#### [AIM]
Quote each of the items below word for word, omitting the pictures.

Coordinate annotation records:
★ ★ ★ ★
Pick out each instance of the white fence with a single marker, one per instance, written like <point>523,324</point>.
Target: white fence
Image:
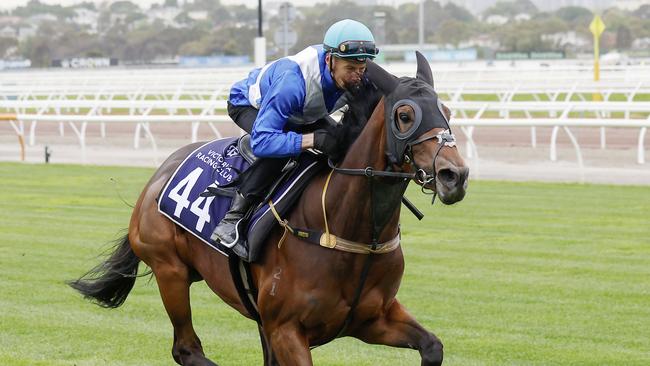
<point>197,96</point>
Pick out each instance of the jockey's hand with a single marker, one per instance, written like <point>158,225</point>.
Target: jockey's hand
<point>328,140</point>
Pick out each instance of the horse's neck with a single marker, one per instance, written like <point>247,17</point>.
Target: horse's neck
<point>349,197</point>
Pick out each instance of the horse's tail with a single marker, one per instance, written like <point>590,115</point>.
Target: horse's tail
<point>109,283</point>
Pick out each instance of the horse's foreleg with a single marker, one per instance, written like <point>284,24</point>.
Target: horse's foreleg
<point>289,345</point>
<point>398,328</point>
<point>174,284</point>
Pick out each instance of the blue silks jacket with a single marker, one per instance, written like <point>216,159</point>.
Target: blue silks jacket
<point>290,91</point>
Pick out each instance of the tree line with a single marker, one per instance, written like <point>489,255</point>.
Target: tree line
<point>125,32</point>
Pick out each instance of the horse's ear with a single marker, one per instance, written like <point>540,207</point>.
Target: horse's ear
<point>385,81</point>
<point>424,70</point>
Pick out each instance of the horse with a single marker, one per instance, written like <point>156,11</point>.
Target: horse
<point>305,295</point>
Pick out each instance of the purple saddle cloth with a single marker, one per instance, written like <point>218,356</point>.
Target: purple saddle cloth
<point>219,163</point>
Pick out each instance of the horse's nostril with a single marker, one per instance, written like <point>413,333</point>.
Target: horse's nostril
<point>447,176</point>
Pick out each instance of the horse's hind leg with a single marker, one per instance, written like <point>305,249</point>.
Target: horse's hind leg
<point>269,358</point>
<point>289,345</point>
<point>174,284</point>
<point>398,328</point>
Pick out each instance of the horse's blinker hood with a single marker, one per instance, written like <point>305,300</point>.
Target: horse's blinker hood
<point>416,92</point>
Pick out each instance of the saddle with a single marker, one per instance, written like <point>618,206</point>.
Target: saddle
<point>199,193</point>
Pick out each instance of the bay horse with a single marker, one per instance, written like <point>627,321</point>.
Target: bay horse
<point>307,294</point>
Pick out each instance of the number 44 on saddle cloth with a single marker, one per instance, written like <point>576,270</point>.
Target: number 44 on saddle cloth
<point>219,163</point>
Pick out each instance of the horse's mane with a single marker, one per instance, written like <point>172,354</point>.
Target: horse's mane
<point>361,103</point>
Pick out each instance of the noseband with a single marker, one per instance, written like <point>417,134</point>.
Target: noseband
<point>445,138</point>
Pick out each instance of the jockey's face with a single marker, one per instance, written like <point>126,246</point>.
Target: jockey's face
<point>346,73</point>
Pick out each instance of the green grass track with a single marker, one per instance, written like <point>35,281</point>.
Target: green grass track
<point>516,274</point>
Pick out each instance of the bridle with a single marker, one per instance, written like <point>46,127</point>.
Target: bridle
<point>424,179</point>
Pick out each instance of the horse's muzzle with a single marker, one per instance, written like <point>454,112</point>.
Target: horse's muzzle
<point>451,183</point>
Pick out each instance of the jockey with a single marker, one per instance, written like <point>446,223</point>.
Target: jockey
<point>282,102</point>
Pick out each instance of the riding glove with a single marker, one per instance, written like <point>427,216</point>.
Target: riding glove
<point>327,140</point>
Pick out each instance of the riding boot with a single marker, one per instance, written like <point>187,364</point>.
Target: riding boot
<point>226,231</point>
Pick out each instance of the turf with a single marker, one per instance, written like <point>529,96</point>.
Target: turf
<point>516,274</point>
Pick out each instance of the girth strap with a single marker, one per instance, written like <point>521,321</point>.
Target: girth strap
<point>332,241</point>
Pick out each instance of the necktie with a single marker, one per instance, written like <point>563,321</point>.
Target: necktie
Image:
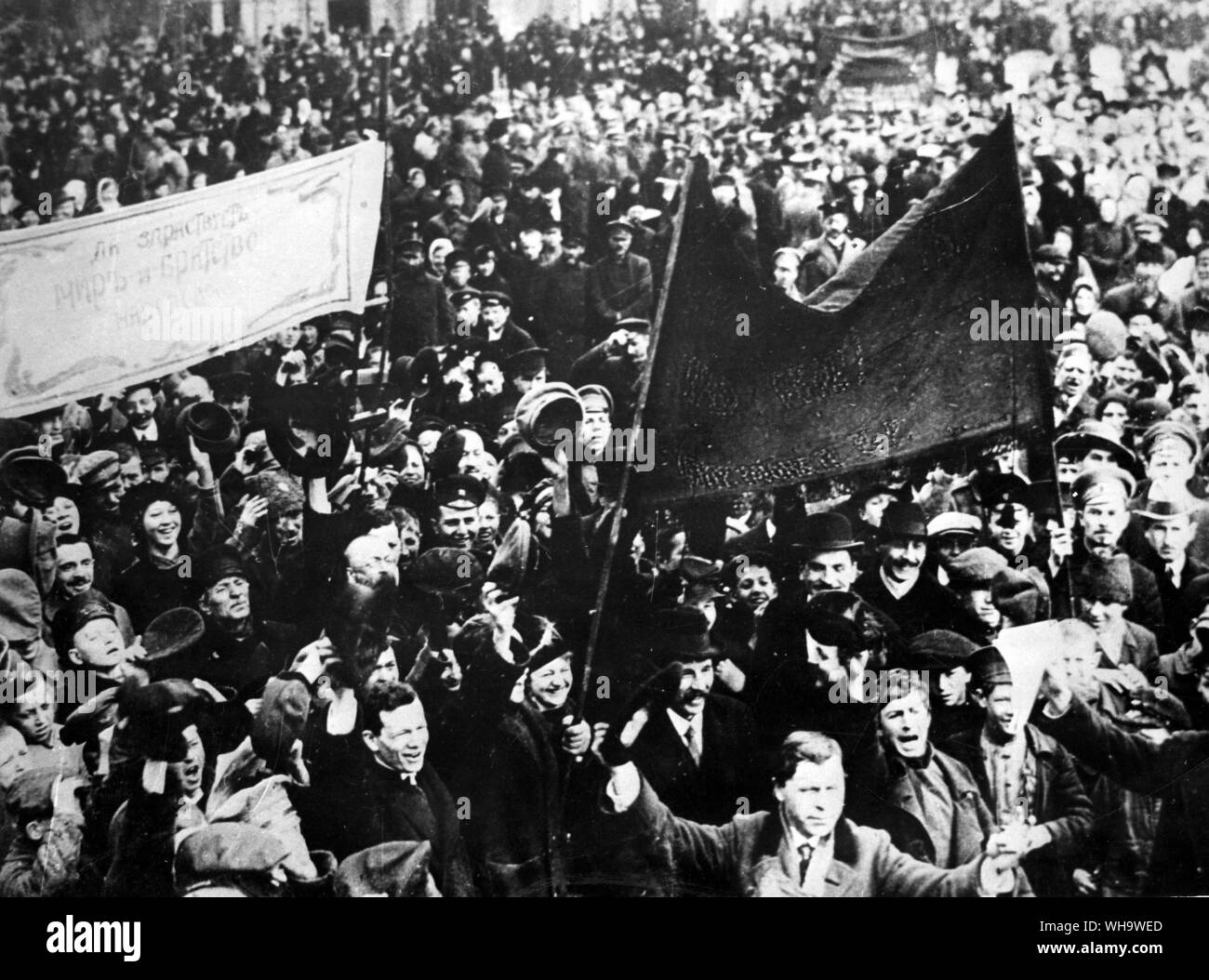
<point>806,851</point>
<point>693,738</point>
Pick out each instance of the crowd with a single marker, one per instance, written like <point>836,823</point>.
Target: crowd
<point>325,602</point>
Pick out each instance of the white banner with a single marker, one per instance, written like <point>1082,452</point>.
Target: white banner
<point>97,303</point>
<point>1027,650</point>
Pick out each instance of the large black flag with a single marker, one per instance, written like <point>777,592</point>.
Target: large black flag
<point>751,390</point>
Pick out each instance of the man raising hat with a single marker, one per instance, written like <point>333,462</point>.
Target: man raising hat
<point>1101,503</point>
<point>619,285</point>
<point>1024,775</point>
<point>898,585</point>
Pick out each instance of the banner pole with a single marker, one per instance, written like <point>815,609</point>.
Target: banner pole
<point>644,391</point>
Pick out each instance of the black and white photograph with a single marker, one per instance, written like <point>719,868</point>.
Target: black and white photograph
<point>591,448</point>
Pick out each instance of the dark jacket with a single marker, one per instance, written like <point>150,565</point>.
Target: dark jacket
<point>713,791</point>
<point>379,806</point>
<point>1176,769</point>
<point>519,829</point>
<point>1058,801</point>
<point>616,290</point>
<point>744,857</point>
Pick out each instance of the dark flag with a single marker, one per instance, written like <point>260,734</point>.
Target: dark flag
<point>752,390</point>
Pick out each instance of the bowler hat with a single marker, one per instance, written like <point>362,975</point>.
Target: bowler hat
<point>31,478</point>
<point>547,412</point>
<point>1091,435</point>
<point>903,520</point>
<point>829,531</point>
<point>212,427</point>
<point>173,632</point>
<point>306,408</point>
<point>990,669</point>
<point>514,557</point>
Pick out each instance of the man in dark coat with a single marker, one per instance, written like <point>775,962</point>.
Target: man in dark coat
<point>533,785</point>
<point>1101,498</point>
<point>899,586</point>
<point>805,848</point>
<point>421,314</point>
<point>1026,775</point>
<point>1174,767</point>
<point>393,795</point>
<point>699,753</point>
<point>619,285</point>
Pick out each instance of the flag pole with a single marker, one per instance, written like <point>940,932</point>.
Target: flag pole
<point>640,406</point>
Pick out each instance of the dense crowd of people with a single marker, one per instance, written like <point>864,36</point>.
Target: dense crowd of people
<point>312,616</point>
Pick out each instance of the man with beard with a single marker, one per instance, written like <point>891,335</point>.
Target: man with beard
★ ★ ★ ★
#### [RESULT OF THE EXERCISE]
Pick out each instance of the white fence with a single marker, one per instance, written like <point>523,324</point>.
Target: white fence
Image:
<point>197,96</point>
Pick out each instance of the jockey's hand with a single marker, one per instance, written like <point>158,225</point>.
Target: jockey's hand
<point>328,140</point>
Pick out each instance of the horse's neck with a single marker, one per instance, written like <point>247,17</point>.
Target: horse's neck
<point>349,197</point>
Pick out each instance of the horse's tail with a single marker, one per instance, written like <point>590,115</point>.
Target: horse's tail
<point>109,283</point>
Pick out each instance of the horse's foreleg with a single marker, one per instance, written like <point>284,24</point>.
Target: horse's foreleg
<point>289,345</point>
<point>398,328</point>
<point>174,284</point>
Pick out each instance of the blue silks jacket with a single marker, one per instance, written like <point>216,159</point>.
Target: blue silks jacket
<point>290,91</point>
Pick out each instance of the tree line with a single marker, one per instance, written like <point>489,255</point>.
Target: tree line
<point>125,32</point>
Pick out each instance of the horse's ear with a single marker, one per instance, written like <point>540,207</point>.
Target: horse's ear
<point>385,81</point>
<point>424,70</point>
Pick out each instance of the horse with a single marker, one per instance, written like <point>156,11</point>.
Target: horse
<point>305,295</point>
Pick out each instance of the purple saddle cloth with a single marker, one per instance, written like <point>218,356</point>.
Target: purple saddle cloth
<point>219,163</point>
Pick out each instance of the horse's nostril with a single marker, one per instance, written like <point>413,333</point>.
Target: horse's nostril
<point>447,176</point>
Pick out each instance of the horse's hind leg with a single marker, one per instance, written like <point>305,249</point>.
Target: horse's hind leg
<point>269,358</point>
<point>289,345</point>
<point>174,284</point>
<point>398,328</point>
Pick out each instance of the horse's blinker hood with a single marker, one per instance, written like <point>305,300</point>.
Target: horse's blinker hood
<point>416,92</point>
Pick out each instance of the saddle with a single marker, one per instance, written like <point>618,206</point>.
Target: saddle
<point>199,193</point>
Pick out each instance of the bay horse with a single marker, one per instance, written like <point>627,321</point>.
Target: bay horse
<point>307,294</point>
Pick out each instance of the number 44 on saddle cloth with a single marker, one per instance, written like <point>576,270</point>.
Target: number 44 on saddle cloth
<point>219,163</point>
Pick out each instance of the horse's mane with a single marker, one per instance, written like <point>172,354</point>.
Target: horse's mane
<point>361,103</point>
Pick out each instance of the noseband with a single marker, one per instance, written like <point>417,134</point>.
Target: noseband
<point>445,138</point>
Pick out each instance of the jockey's face with a single marker, one per instance, written like <point>126,246</point>.
Target: jockey's face
<point>346,73</point>
Pick out each instance of the green grass track with a single marker, one per instance, written like <point>35,281</point>.
Target: green grass track
<point>516,274</point>
Pick out each instance of the bridle with a single marker, one per instance, written like <point>46,127</point>.
Target: bridle
<point>424,179</point>
Pick out each instance of the horse's muzzle with a single marker, one per instance, written like <point>454,112</point>.
Target: horse's muzzle
<point>451,183</point>
Pick out each instance of the jockey with a single marker, one per instance, written like <point>446,223</point>.
Target: jockey
<point>282,102</point>
Pick out each instance of the riding glove with a single marker, one per instance, written like <point>427,216</point>.
Target: riding glove
<point>327,140</point>
Pick out each instance of the riding boot with a single marker, one per instance, written like <point>187,364</point>.
Target: riding boot
<point>226,231</point>
Pick out each instance of the turf with a single marker, one per instance, written like <point>529,96</point>.
Target: turf
<point>516,274</point>
Pick out each instance of the girth strap with a single marker, one per instance, written like <point>521,321</point>.
Target: girth strap
<point>332,241</point>
Pick out each instance of the necktie with a single marker, one per instance, written like <point>563,321</point>.
Target: necktie
Image:
<point>806,851</point>
<point>693,738</point>
Pick out each instance of the crowd with a single marker, one per instance, written like <point>836,823</point>.
Target: crowd
<point>325,602</point>
Pick out each instance of the white banner with a single marker, one per instance, written like <point>1082,452</point>.
Target: white banner
<point>97,303</point>
<point>1027,650</point>
Pick out each instance of the large black flag with a single marker, one per instance, written like <point>777,592</point>.
Target: large black flag
<point>751,390</point>
Pick out each instance of the man raising hat with a single marker, one per instance, written like <point>333,462</point>.
Target: man raising hat
<point>1101,503</point>
<point>619,285</point>
<point>1024,775</point>
<point>898,585</point>
Pick out each instance of the banner pole with a single marker, one per instance, written like <point>815,609</point>.
Target: banner pole
<point>644,391</point>
Pick out each instance of the black and white photograph with a single marker, one per instance, written like <point>719,868</point>.
Target: black and white photograph
<point>591,448</point>
Pick out each instance of the dark jacket with a single marker, one per instance, written like <point>150,565</point>.
Target: dark jacket
<point>713,791</point>
<point>379,806</point>
<point>1176,769</point>
<point>519,829</point>
<point>1058,801</point>
<point>616,290</point>
<point>744,857</point>
Pick out each instance of the dark flag with a single marker, one per instance, written like <point>260,734</point>.
Target: dark flag
<point>752,390</point>
Pick out each instance of the bowler hat with a single marker, one per instance, written like <point>362,975</point>.
Target: bowler hat
<point>31,478</point>
<point>547,412</point>
<point>1091,435</point>
<point>903,520</point>
<point>829,531</point>
<point>212,427</point>
<point>173,632</point>
<point>306,408</point>
<point>990,669</point>
<point>514,557</point>
Pick out each instance of the man in dark coat with a single marker, one per instance, written like <point>775,962</point>.
Target: man in dark coat
<point>533,785</point>
<point>1101,498</point>
<point>899,586</point>
<point>805,848</point>
<point>421,314</point>
<point>1026,775</point>
<point>1174,767</point>
<point>393,795</point>
<point>699,753</point>
<point>619,285</point>
Pick out each instance of the flag pole with a single marker, one per instance, written like <point>940,932</point>.
Target: flag pole
<point>640,406</point>
Pick out each instance of the dense crowd of people with a single marker, one per instance, written like <point>864,36</point>.
Target: dense crowd of people
<point>312,616</point>
Pick out each instance of the man with beard with a single marker, one per instance, written like <point>891,335</point>.
Target: man with beard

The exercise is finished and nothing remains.